#### ФРАГМЕНТ ТЕКСТА:
::::

Теперь он был пожалован в действительные камергеры с армейским чином генерал–майора, шефа кирасирского полка и награжден орденами Полярной звезды, Белого Орла, Святого Станислава, Александра Невского и Святой Анны. В феврале 1784 года Ланской удостоился самого важного придворного отличия того времени – звания генерал–адъютанта при Ея Императорском Величестве. Это звание в то время получали только (и то не всегда) генерал–фельдмаршалы и генерал–аншефы.

Но до 1784 года предстояло еще жить да жить.


Разумеется, весь двор, весь Петербург, весь русский свет был вне себя от любопытства, кто же этот красавец, в одночасье вознесенный на Олимп любви и славы? Честно говоря, императрица и сама хорошенько этого не знала. Она поручила своему секретарю Храповицкому справиться о предках возлюбленного в Бархатной книге, заключавшей в себе генеалогию древних родов. Но, увы, там ничего не оказалось. Ведь отцом прекрасного Александра был отнюдь не представитель старинного рода, а всего лишь кирасирский поручик Дмитрий Артемьевич Ланской, разжалованный из армии за неуживчивый характер, скандальность и самоуправство. Прямо сказать, нрава Дмитрий Артемьевич был бешеного! Поссорившись с каким‑то офицером Степановым, он похитил нескольких его родственниц и держал их у себя в имении, притесняя и истязая. Только в годы Семилетней войны ему удалось восстановиться в военном чине, и уж тут, при боевых действиях, безумные свойства его натуры как раз пошли ему на пользу. Дмитрий Ланской был безогляден и безрассуден – то, что и требуется храброму солдату, не ведающему страха. После войны он стал бригадиром – то есть получил генеральский чин – и комендантом Полоцка.

::::

#### ПРЕДОСТАВЛЕННЫЕ ЗАПИСИ:

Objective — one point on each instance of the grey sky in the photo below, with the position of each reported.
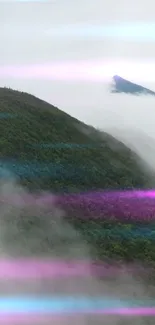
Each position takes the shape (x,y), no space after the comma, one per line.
(30,34)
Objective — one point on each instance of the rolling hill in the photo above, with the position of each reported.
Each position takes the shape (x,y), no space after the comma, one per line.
(46,149)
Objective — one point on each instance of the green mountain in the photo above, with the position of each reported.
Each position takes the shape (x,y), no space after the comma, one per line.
(49,150)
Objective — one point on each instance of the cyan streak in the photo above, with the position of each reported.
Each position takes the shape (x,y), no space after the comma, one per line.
(65,304)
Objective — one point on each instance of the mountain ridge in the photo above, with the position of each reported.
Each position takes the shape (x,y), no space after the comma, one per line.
(121,85)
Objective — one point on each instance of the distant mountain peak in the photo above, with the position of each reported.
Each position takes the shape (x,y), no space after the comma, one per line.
(121,85)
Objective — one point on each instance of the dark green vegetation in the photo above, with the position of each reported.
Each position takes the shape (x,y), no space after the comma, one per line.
(108,164)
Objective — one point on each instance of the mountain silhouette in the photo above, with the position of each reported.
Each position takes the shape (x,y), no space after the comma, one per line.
(121,85)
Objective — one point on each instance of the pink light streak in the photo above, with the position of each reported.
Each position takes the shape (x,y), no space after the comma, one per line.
(63,318)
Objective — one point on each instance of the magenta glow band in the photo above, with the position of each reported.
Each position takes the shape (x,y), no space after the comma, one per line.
(47,269)
(49,319)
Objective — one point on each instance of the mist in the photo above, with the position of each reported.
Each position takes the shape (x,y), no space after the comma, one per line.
(32,226)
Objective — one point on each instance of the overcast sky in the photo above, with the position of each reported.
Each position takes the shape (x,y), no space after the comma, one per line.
(66,52)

::::

#### ВЫПОЛНИТЕ ЗАДАНИЯ:
**1.** Какое придворное звание Ланской получил в феврале 1784 года, согласно тексту о Ланском?
**2.** Изложите суть текста о Ланском в двух предложениях.
**3.** Подхватите рассказ о Ланском и продолжите его сразу после последнего предложения.
Записи для выполнения заданий не понадобятся.

#### ОТВЕТЫ ПО ЗАДАНИЯМ:
**1.** Звание генерал–адъютанта при Ея Императорском Величестве.

**2.** Ланской стал действительным камергером с чином генерал–майора и получил ряд орденов, а в феврале 1784 года ему присвоили звание генерал–адъютанта, которое тогда давали лишь генерал–фельдмаршалам и генерал–аншефам. Императрица поручила Храповицкому найти его предков в Бархатной книге, но там ничего не нашлось: отец Александра, буйный поручик Дмитрий Ланской, был разжалован из армии, восстановлен в чине в годы Семилетней войны, а после нее стал бригадиром и комендантом Полоцка.

**3.**
Пятеро детей Дмитрия Артемьевича – сын и четыре дочери – унаследовали его буйный нрав. Только Александр был счастливым исключением и, несмотря на свое воинственное имя, славился миролюбием и добротой. Екатерина позаботилась о его семье, удачно пристроила замуж сестер (слава Богу, что все Ланские были исключительно красивы!), а брата Якова отправила путешествовать за границу в сопровождении особой свиты, вся задача которой была следить за тем, чтобы их подопечный не дебоширил на каждом шагу, и удерживать его от несусветных связей, в которые Яков бросался очертя голову.

Кстати сказать, однажды это не удалось. В 1782 году Екатерине пришлось обратиться к французским властям, чтобы Якова арестовали в городке Бар–ле–Дюк, дабы разлучить его с опасной пассией. Выпущенный на свободу, Яков находил утешение в беспробудном пьянстве.

Любовь к винопитию была в крови у всех Ланских, и Александр не являлся исключением. Причем вкусы у него были причудливые, абы что он не пил, а предпочитал смесь токайского, рома и ананасного сока. Похоже, это было его единственным пороком… не считая вопиющего невежества.


Можно сказать, что господин Ланской был самым невежественным из придворных, и порою сама императрица краснела, когда он ляпал в кругу людей образованных что‑нибудь несусветное. К моменту судьбоносной встречи в Петергофе он с грехом пополам умел писать и читать по–русски и знал несколько французских слов. А впрочем, все его друзья–кавалергарды не страдали избытком знаний! Что до императрицы, она давно стала относиться снисходительно к умственному развитию своих любовников, твердо усвоив: если человек захочет выучиться – он выучится! Тем паче что умные взрослые женщины обожают образовывать невежественных юношей. В этом есть нечто от любви матери к капризному ребенку… однако это ни в коей мере не материнская любовь!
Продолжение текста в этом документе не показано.